WHAT YOU ARE ASKED TO DO: Produce an exact copy of all the data below, dropping every image.

DATA IN THIS EXERCISE:
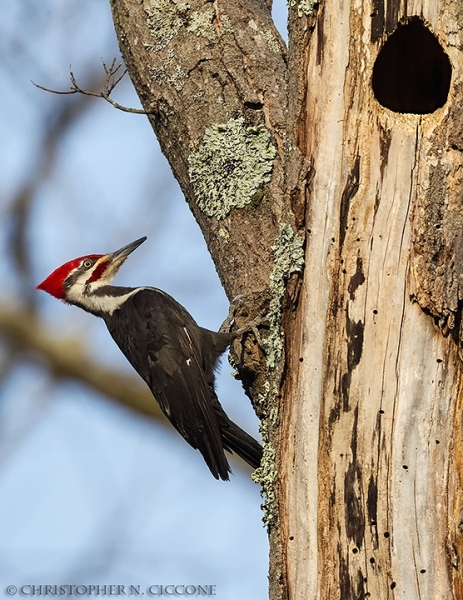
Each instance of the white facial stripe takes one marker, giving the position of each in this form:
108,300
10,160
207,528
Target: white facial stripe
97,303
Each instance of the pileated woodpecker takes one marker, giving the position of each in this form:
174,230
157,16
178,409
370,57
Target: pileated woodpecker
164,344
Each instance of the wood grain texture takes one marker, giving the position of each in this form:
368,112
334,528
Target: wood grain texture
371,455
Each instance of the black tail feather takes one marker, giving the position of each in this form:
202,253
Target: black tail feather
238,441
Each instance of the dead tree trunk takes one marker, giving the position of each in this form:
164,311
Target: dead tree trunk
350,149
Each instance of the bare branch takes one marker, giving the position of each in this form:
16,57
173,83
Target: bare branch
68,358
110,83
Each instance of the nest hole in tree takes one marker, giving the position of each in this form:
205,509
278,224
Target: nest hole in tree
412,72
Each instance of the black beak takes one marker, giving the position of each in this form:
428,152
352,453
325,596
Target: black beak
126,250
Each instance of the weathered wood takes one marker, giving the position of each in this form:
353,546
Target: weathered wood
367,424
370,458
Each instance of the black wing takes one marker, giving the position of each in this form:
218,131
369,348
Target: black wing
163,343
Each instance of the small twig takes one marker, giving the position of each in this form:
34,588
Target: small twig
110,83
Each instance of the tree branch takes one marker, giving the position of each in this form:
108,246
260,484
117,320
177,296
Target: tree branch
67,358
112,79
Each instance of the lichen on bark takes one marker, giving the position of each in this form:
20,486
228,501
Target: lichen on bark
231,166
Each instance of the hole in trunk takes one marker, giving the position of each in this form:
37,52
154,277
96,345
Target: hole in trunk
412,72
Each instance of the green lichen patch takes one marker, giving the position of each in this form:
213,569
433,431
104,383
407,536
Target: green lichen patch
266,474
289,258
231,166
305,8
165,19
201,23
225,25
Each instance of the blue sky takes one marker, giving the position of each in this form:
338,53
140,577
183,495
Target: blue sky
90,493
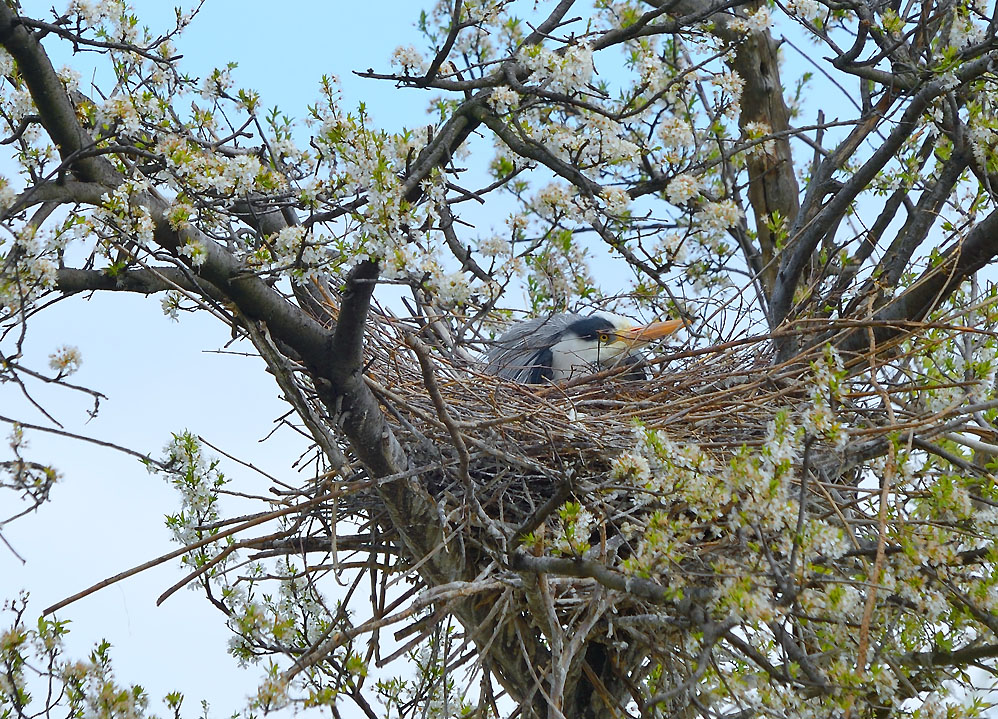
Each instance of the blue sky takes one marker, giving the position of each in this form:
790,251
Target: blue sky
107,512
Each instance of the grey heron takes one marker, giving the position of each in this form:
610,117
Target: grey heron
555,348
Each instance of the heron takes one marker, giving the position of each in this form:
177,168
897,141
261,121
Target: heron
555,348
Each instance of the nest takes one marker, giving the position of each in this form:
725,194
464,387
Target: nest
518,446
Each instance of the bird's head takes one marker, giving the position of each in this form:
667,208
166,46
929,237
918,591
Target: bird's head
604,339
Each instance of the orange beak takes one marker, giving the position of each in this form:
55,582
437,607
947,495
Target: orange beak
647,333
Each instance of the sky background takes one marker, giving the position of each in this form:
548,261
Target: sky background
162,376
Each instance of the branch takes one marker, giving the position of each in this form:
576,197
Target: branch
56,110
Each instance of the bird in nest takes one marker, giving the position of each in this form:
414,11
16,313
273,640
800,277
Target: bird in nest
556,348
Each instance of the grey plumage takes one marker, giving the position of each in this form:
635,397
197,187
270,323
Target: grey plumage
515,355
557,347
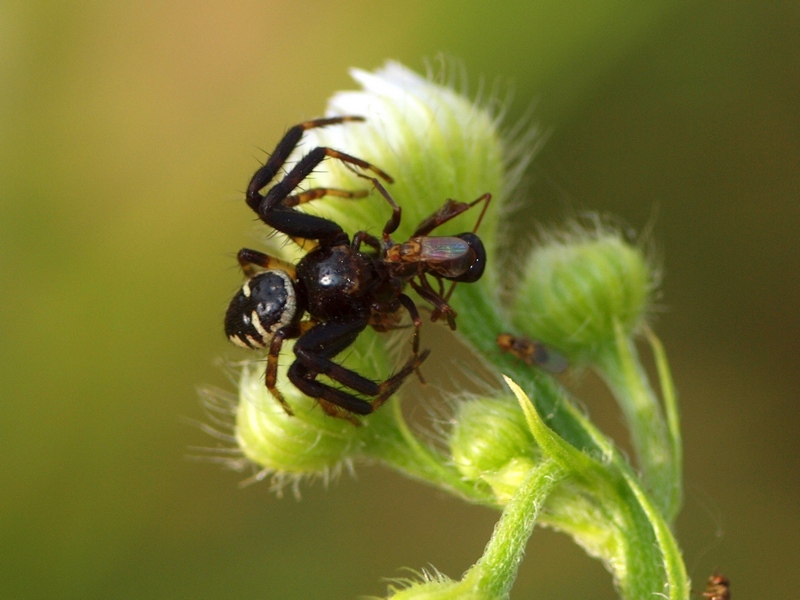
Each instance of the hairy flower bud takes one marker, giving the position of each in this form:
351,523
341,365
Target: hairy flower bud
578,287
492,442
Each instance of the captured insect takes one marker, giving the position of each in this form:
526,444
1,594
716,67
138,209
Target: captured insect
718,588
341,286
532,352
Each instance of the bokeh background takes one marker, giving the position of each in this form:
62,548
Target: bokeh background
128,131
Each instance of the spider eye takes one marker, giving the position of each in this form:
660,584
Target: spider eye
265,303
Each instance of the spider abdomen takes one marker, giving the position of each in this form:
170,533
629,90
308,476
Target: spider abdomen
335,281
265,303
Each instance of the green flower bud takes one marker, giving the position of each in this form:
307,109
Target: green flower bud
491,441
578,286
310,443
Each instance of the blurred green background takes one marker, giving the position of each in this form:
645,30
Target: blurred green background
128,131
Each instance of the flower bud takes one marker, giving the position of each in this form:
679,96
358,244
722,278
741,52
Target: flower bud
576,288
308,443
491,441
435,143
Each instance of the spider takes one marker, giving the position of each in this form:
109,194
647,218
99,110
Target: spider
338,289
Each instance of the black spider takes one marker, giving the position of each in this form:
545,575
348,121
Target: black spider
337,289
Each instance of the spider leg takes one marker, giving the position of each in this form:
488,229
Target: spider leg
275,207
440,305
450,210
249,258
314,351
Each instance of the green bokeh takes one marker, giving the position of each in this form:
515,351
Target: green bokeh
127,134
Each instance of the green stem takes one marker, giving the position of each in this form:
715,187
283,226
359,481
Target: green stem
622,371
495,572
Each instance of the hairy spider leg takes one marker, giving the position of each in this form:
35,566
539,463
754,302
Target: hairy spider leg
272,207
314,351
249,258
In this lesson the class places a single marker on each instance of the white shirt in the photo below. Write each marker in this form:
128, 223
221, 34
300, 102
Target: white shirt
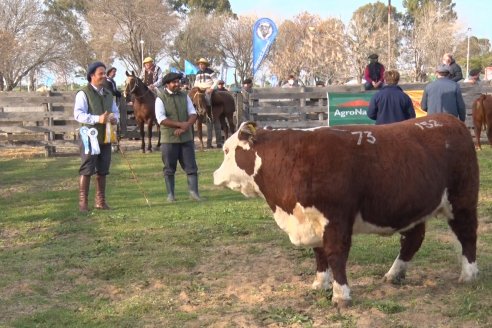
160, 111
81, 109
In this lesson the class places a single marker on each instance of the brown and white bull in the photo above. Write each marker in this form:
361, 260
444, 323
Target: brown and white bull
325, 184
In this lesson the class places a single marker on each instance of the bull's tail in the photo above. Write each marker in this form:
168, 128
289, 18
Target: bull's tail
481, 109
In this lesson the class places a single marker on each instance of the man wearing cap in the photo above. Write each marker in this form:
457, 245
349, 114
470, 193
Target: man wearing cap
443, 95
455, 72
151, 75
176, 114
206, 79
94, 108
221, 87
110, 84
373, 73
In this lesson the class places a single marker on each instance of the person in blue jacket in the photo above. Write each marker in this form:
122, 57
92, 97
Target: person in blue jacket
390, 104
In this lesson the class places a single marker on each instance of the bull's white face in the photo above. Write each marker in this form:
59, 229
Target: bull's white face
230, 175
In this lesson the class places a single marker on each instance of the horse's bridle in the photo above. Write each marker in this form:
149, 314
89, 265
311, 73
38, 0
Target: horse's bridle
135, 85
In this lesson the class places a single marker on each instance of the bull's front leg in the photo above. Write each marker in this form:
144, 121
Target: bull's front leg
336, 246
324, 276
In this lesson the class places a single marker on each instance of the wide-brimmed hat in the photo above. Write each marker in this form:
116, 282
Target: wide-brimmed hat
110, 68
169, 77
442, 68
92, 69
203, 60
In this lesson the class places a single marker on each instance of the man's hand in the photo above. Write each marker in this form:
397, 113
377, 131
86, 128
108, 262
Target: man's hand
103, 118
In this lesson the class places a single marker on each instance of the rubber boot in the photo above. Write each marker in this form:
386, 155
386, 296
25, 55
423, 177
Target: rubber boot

SOLUTION TO THIS PROBLEM:
Each instance of the white facial stripe takes one marker, giving the position of each in this form:
108,300
10,160
207,528
Target: white facial stripe
97,303
Each instance of the pileated woodpecker takes one marker, giving the position of each in this form:
174,230
157,16
178,409
370,57
Target: pileated woodpecker
164,344
Each instance of the wood grain texture takes one marker, giving the position of each in this form:
368,112
334,528
Target: wood grain texture
371,455
Each instance of the black tail feather takes one marker, giving the position of each in this form:
202,253
Target: black tail feather
238,441
Each instance of the dead tree trunk takes one marker, giving the position of each in this form:
164,311
Target: dead tree trunk
350,149
Each instance of the bare branch takes one marker, giving the position of each in this form:
16,57
173,83
Target: bare branch
68,358
110,83
Each instance of the nest hole in tree takes one marker, giving the position of each in this form:
205,509
278,224
Target: nest hole in tree
412,72
Each instance of the black beak takes one marker, giving the position of each in this form:
428,152
352,453
325,596
Target: black beak
126,250
Each instance of the weathered wood takes one marker, giving the position of each in this form:
353,546
Target: weathered wood
367,424
370,458
Each instance of the black wing takes one marker, giving the position of each in this form:
218,131
369,348
Target: black wing
163,343
Each instance of the small twig takes one marker, giving the position of each in this form:
34,588
Target: small twig
110,83
Each instance of the tree branch takes one marker, giving the position of each in this form:
108,246
260,484
117,320
177,296
Target: tree branch
67,358
112,79
Each instance of the lichen on bark takes one marker, giving the position of each in this form:
20,486
228,501
Target: lichen on bark
231,166
Each instance of the hole in trunk takes one marker, giving the position of each in this form:
37,52
154,277
96,345
Target: hole in trunk
412,72
Each instance of the green lichen patch takes one marker, giving the position of each in this form:
213,569
433,431
104,383
407,536
Target: green lichen patch
266,474
289,258
231,166
305,8
165,19
201,23
225,25
Each instance of the blue sky takes one marker, giving the position of each in this form:
338,53
140,577
183,495
Target: blue sky
90,493
Each instance of the blue sky takes one marker, giving the position of each in this form:
790,251
Target: blue sky
107,512
Each instance of the grey heron takes one marker, giving the position of each in this form:
610,117
Target: grey heron
555,348
Each instance of the heron takes one marker, giving the position of each in this form:
177,168
897,141
261,121
Target: heron
555,348
Each instance of the nest takes one marker, giving the position of each in this form:
725,194
464,387
Target: nest
518,446
Each instance of the bird's head takes one marker, giving the position of each in this form:
667,208
166,46
929,237
918,591
Target: bird's head
604,339
Each instance of the orange beak takes one marker, giving the position of each in this form:
55,582
437,607
947,495
Target: orange beak
647,333
Each instance of the sky background takes one marker, giving the position of each in this form:
548,261
Target: sky background
162,376
Each instance of the branch takes one marker, giving the position of each in this form:
576,197
Target: branch
56,110
Each instance of the bird in nest takes one marker, giving the position of each in this form:
414,11
16,313
273,640
800,277
Target: bird in nest
556,348
Each instance of the grey plumage takes one marker, giving the position of each in this form:
635,397
197,187
270,323
Target: grey plumage
515,355
557,347
Each instance of the hairy flower bud takes one marker, giving the position of each in this form:
351,523
341,365
Target: hairy flower bud
578,287
492,442
Each instance of the captured insect takes one marker, giving the position of each in this form:
526,444
1,594
716,67
138,209
Target: captured insect
718,588
341,286
532,352
Each instance of the bokeh background takes one marker, giving the position of each in this form:
62,548
Target: bokeh background
128,131
Each instance of the spider eye takes one marker, giving the position of each in this form:
660,584
Target: spider eye
265,303
Each instance of the spider abdomen takes one marker, giving the position of each in this form:
170,533
629,90
308,476
Target: spider abdomen
335,281
265,303
Each instance of the green flower bud takes one marker, giving the position of each in this form:
307,109
Target: green flower bud
491,441
578,286
310,443
Each instance of the blurred green background takes one marker, giving the position of each in this form:
645,30
Target: blurred green background
128,131
Each instance of the flower bud takes one marker, giving the position of each in this form:
679,96
358,244
722,278
741,52
Target: flower bud
576,288
308,443
491,441
435,143
Each instance of the spider takes one marker, giving the position of each in this form:
109,194
647,218
99,110
Target: spider
338,289
Each instance of the black spider takes one marker, giving the position of each in this form:
545,575
348,121
Target: black spider
337,289
Each instance of the spider leg takes one marker, giving the position of each in this form:
488,229
Target: spider leg
275,207
440,305
450,210
249,258
314,351
Each instance of the green bokeh takes one marker, giving the position of each in this form:
515,351
Target: green bokeh
127,134
Each instance of the green stem takes one marker, giving the position of each in this form:
715,187
283,226
359,481
Target: green stem
622,371
495,572
Each instance of the hairy spider leg takes one marker, giving the position of each in this form:
35,566
539,463
754,302
Target: hairy spider leg
272,207
314,351
249,258
In this lesson the class places a single marker on each instance of the white shirt in the photo below. Write each marker in this form:
128, 223
221, 34
300, 102
Target: white shirt
160, 111
81, 109
In this lesson the class places a single marker on each instance of the brown and white bull in the photo above. Write each marker in this form:
361, 260
444, 323
Target: brown and white bull
325, 184
In this lesson the class places a single marker on each instance of the bull's tail in the photo above. Write each marker in this form:
168, 128
289, 18
Target: bull's tail
481, 109
In this lesson the class places a single marker on each instance of the man wearing cap in the photo above. Write each marker in this form:
457, 245
349, 114
470, 193
Target: man wearing cap
443, 95
455, 72
151, 75
176, 114
206, 79
94, 108
221, 87
110, 84
373, 73
In this lesson the class places a single marker on each instance of the person in blue jacket in the photo above. Write each marker in this form:
122, 57
92, 97
Target: person in blue jacket
390, 104
In this lesson the class places a single marker on each instance of the bull's white face in the photo above. Write each marker in this form:
59, 229
Target: bull's white face
230, 175
In this lesson the class places a single marker on each instance of the horse's bridle in the photo above. Write each marker in this form:
149, 314
89, 265
311, 73
38, 0
Target: horse's bridle
135, 85
In this lesson the class places a single marker on each instance of the bull's front leg in the photo above. Write each marker in this form:
144, 121
Target: bull's front leg
336, 246
324, 276
In this lesson the class places a single marker on each instance of the wide-brimmed hat in the photo above. Write each marker in this form:
116, 282
Target: wide-brimmed hat
110, 68
169, 77
442, 68
92, 69
203, 60
In this lesson the class places a single marker on each instance of the man's hand in the photo above. Write each marker in this form:
397, 113
377, 131
86, 128
108, 262
Target: man's hand
103, 118
In this lesson the class places a single marker on each instance of the rubber boot in the photo above. Write each marker in this form:
386, 155
386, 296
25, 55
423, 177
Target: rubber boot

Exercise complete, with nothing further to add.